• [EXCERPT PROVIDED]:
● ● ● ● ●
Management says the mineralisation is associated with intense hematite alteration and brecciation with malachite, natural copper and visible gold in the upper parts of the zone. It then transitions to primary sulphide mineralisation, including chalcocite-bornite-chalcopyrite.
Several eyebrow-raising intersections have been recorded from Bluebird’s western zone, with 61.8m at 2.3 per cent copper and 0.4g/t gold from 149.2m including 13.2m going 9.6 per cent copper and 1.51g/t gold from 149.9m that also included a tasty 6.85m slice at 17 per cent copper with 0.5g/t gold. And in keeping with the stellar numbers thrown up from drilling, the company also encountered 17.95m at 2.7 per cent copper and 11.1g/t gold including a bonanza slice of 5m at 6.1 per cent copper and 38.6g/t gold.
The company says that while Bluebird is its “main game”, it is not overlooking the potential of its Perseverance target. Historical drilling and modelling of geophysical data has identified a major ironstone-hosted copper-gold target associated with workings from the old mine and sitting below previous drilling.
● ● ● ● ●
• [WORK REQUEST 1]:
In the drilling excerpt, copy the passage starting with "Several eyebrow-raising intersections" and going on through "below previous drilling.", and replace "eyebrow-raising" with "remarkable".
• [WORK REQUEST 2]:
Write the next part of the excerpt about the Bluebird copper-gold drilling results, picking up after its final sentence.

• [Collected data]:
● ● ● ● ●
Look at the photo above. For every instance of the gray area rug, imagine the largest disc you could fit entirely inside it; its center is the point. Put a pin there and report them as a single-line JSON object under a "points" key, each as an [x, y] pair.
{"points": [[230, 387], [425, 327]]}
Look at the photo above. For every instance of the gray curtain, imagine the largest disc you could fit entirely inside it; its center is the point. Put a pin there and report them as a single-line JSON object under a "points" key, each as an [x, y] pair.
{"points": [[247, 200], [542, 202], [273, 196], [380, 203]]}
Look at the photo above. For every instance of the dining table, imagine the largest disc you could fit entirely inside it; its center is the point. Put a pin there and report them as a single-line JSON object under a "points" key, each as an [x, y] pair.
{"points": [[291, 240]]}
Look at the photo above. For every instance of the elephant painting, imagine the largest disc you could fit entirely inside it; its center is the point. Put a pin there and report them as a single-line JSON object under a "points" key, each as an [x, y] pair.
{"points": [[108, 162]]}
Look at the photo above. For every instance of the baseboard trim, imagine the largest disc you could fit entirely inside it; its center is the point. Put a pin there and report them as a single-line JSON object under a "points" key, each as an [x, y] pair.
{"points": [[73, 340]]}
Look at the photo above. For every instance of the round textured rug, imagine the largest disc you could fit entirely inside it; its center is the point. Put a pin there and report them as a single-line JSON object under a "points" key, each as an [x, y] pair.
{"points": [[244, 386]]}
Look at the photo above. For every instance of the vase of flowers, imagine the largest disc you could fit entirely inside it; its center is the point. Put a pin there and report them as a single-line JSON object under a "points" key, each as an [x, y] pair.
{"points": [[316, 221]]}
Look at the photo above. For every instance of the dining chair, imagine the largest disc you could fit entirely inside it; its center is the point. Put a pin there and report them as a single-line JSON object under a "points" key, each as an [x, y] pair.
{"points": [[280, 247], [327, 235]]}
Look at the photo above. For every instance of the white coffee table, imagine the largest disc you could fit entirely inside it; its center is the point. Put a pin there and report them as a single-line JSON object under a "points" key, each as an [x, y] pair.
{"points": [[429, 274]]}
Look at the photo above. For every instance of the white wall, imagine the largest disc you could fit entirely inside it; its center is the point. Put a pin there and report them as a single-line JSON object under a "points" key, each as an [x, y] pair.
● ● ● ● ●
• [EXPECTED ANSWER 1]:
Several remarkable intersections have been recorded from Bluebird’s western zone, with 61.8m at 2.3 per cent copper and 0.4g/t gold from 149.2m including 13.2m going 9.6 per cent copper and 1.51g/t gold from 149.9m that also included a tasty 6.85m slice at 17 per cent copper with 0.5g/t gold. And in keeping with the stellar numbers thrown up from drilling, the company also encountered 17.95m at 2.7 per cent copper and 11.1g/t gold including a bonanza slice of 5m at 6.1 per cent copper and 38.6g/t gold.
The company says that while Bluebird is its “main game”, it is not overlooking the potential of its Perseverance target. Historical drilling and modelling of geophysical data has identified a major ironstone-hosted copper-gold target associated with workings from the old mine and sitting below previous drilling.

• [EXPECTED ANSWER 2]:
A west/south-west-trending gravity high has been modelled, linking the high-grade Bluebird deposit with gravity features identified below the old gold workings at Perseverance. Management believes the mineralised system in its ground may represent the upper parts of a major deep-seated copper-gold corridor.
Interestingly, there is a history of gravity highs that indicate widespread iron-enrichment being associated with some of the major deposits discovered within the TCMF.
The company recently revealed that it has also identified shallow mineralised ironstone at its Bluebird East target, sitting 500m east of its Bluebird find. Management says a structural interpretation suggests a possible link between the main Bluebird zone and its Bluebird East prospect.
Results from drilling at the target produced further stunning intersections of 14.1m at 10.4 per cent copper equivalent, comprising 7.6 per cent copper, 2.4g/t gold and 0.32 per cent bismuth from 90.64m. A super high-grade 2.6m hit 31.5 per cent copper equivalent consisting of 18.8 per cent copper, 12.3g/t gold and 1.08 per cent bismuth from 97.38m.
Tennant wasted little time in completing metallurgical testwork on the mineralisation, with results indicating that a 10-times uplift to assay grades for copper and an 8-times increase in gold grades was possible when concentrating the ore to produce material suitable for sale. High concentrate grades exceeding commercial benchmarks were achieved, with copper mineral chalcopyrite of 2.7 per cent and 0.47g/t gold able to be upgraded to 29.6 per cent copper and 3.96g/t gold.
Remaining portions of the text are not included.